— Start of DATA FOR THE TASK —

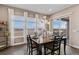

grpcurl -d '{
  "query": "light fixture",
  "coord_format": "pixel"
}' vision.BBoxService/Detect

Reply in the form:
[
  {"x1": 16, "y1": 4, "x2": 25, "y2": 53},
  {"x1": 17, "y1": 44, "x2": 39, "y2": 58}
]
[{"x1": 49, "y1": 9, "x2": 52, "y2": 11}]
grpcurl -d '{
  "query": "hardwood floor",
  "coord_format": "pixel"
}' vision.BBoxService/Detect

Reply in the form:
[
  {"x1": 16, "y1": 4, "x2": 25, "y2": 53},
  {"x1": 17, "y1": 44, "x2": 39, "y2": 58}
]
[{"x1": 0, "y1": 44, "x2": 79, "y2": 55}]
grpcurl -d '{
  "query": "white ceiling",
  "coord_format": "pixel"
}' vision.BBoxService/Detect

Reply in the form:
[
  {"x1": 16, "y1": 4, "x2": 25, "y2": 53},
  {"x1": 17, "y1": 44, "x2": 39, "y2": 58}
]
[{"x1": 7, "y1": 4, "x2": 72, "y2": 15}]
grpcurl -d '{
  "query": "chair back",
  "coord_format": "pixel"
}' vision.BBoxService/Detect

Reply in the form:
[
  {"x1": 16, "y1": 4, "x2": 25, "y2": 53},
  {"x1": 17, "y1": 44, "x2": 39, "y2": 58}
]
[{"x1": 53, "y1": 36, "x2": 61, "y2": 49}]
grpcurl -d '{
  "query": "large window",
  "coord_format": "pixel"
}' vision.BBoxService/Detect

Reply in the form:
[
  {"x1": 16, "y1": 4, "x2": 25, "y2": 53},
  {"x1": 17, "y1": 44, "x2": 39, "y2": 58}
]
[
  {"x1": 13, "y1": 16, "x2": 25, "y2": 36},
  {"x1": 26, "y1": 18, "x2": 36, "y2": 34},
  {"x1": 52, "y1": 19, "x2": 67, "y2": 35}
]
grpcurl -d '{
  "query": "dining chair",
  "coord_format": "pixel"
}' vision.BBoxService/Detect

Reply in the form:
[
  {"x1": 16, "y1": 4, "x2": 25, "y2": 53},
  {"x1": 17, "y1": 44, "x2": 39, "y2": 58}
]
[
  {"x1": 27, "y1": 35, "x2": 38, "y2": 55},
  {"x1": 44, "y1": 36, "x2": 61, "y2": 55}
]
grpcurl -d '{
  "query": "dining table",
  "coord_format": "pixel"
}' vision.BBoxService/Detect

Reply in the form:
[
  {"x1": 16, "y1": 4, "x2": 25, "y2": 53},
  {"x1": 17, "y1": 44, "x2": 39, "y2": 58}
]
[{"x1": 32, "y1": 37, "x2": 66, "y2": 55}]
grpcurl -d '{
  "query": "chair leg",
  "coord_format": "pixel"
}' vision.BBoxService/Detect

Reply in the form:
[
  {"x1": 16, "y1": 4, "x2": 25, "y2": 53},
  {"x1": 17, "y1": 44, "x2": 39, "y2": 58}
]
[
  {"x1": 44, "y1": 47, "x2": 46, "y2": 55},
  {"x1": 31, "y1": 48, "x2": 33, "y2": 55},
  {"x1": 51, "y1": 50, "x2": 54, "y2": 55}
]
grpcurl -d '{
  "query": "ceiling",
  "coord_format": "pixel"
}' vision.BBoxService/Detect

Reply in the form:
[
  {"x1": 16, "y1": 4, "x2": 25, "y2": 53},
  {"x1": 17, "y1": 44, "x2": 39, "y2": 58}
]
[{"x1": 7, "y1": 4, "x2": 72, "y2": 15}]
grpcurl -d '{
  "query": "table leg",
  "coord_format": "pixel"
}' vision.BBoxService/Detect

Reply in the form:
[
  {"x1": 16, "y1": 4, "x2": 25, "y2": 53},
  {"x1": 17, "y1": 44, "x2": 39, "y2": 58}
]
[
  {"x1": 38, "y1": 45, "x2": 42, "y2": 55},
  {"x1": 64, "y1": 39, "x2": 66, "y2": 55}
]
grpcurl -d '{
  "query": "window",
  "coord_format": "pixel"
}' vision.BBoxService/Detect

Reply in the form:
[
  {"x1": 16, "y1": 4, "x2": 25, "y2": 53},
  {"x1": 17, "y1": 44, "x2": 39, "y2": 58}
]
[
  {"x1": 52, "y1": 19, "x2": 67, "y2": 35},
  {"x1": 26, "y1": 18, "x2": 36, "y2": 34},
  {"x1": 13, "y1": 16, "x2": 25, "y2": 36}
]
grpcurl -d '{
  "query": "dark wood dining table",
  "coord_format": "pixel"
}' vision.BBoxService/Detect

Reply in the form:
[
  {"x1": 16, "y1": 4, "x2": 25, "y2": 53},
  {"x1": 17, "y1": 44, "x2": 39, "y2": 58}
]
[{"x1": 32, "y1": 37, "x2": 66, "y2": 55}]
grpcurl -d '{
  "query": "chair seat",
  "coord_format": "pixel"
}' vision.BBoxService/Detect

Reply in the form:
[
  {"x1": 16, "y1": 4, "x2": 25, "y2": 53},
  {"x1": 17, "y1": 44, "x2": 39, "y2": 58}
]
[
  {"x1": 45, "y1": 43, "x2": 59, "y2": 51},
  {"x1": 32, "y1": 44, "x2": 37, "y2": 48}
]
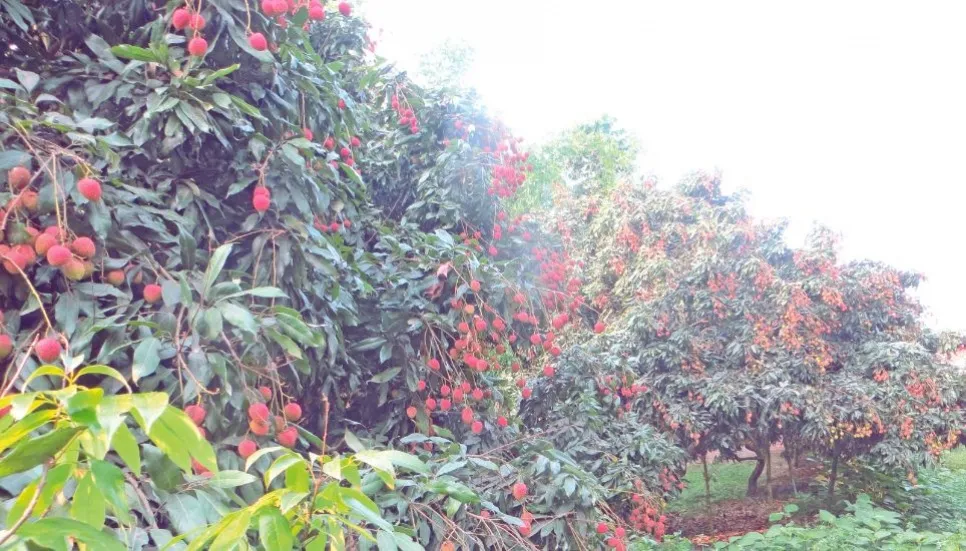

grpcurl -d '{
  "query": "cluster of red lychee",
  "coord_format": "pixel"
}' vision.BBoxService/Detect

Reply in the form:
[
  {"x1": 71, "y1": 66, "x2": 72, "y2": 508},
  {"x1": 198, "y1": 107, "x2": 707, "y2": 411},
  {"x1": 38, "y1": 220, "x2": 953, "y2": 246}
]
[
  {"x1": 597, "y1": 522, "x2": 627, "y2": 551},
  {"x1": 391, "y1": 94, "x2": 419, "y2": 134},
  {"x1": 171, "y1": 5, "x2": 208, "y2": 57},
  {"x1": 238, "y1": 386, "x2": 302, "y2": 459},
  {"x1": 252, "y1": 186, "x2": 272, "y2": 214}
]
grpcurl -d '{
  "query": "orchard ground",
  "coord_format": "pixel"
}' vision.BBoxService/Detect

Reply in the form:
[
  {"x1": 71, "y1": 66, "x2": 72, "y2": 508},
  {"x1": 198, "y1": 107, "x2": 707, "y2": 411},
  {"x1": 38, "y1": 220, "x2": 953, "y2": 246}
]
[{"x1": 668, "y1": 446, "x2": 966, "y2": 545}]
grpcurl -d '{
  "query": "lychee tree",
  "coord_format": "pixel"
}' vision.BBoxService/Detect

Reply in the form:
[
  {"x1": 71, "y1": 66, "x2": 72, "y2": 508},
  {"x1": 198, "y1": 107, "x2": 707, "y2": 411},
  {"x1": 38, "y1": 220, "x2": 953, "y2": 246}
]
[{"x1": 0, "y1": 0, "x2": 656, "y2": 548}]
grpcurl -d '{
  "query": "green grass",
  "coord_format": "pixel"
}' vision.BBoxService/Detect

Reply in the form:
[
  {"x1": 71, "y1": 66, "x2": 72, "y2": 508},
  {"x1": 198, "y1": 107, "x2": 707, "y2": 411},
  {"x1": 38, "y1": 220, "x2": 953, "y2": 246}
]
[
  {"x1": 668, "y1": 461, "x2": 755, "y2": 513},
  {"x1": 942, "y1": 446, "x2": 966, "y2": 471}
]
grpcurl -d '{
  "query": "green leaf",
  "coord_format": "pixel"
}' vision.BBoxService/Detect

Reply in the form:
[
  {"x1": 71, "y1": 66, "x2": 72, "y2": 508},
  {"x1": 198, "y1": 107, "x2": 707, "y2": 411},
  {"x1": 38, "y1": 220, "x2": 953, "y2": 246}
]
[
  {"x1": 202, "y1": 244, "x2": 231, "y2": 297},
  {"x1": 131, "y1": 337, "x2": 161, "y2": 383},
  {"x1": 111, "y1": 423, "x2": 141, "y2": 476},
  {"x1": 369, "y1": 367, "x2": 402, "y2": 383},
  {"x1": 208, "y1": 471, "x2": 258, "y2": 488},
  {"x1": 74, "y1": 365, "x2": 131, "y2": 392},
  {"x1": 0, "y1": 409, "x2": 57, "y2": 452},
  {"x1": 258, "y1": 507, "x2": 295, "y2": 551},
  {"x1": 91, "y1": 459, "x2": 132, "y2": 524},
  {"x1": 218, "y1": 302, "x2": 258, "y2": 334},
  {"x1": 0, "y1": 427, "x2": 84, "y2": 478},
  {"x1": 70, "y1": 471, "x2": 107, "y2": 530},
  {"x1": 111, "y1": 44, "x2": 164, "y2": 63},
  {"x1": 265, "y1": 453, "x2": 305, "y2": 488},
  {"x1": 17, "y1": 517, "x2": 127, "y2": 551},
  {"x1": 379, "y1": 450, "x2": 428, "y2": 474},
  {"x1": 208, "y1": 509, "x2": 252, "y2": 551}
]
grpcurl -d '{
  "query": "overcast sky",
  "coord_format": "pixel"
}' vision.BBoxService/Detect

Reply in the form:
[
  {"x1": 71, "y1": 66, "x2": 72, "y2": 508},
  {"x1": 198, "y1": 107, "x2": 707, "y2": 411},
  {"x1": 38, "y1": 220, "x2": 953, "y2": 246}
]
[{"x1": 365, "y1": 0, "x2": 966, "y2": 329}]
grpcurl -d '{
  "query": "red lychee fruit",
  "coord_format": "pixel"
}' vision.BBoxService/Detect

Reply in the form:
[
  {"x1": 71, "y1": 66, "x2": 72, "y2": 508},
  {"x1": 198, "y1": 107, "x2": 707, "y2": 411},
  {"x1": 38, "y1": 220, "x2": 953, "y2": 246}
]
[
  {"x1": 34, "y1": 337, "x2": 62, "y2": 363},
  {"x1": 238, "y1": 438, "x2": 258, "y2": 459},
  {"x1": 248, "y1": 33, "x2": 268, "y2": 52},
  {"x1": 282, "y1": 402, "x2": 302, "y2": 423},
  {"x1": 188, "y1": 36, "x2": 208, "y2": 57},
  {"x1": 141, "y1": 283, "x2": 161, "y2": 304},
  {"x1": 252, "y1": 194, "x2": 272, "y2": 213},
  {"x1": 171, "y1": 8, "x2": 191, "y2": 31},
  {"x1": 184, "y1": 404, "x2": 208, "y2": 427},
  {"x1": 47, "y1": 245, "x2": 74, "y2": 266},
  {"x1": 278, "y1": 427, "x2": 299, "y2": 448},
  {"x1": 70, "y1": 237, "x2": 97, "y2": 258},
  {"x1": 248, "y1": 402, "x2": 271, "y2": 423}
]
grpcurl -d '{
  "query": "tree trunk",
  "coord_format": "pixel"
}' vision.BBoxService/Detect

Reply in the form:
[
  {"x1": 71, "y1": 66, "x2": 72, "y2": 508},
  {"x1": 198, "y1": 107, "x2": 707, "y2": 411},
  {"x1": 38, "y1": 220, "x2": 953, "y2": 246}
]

— End of DATA FOR THE TASK —

WHAT IS NEEDED.
Select every line of the material that contains the string "lychee", paying attention to case.

EXERCISE ANSWER.
  "query": "cluster of red lychee",
  "query": "lychee tree",
  "query": "red lychee fruit",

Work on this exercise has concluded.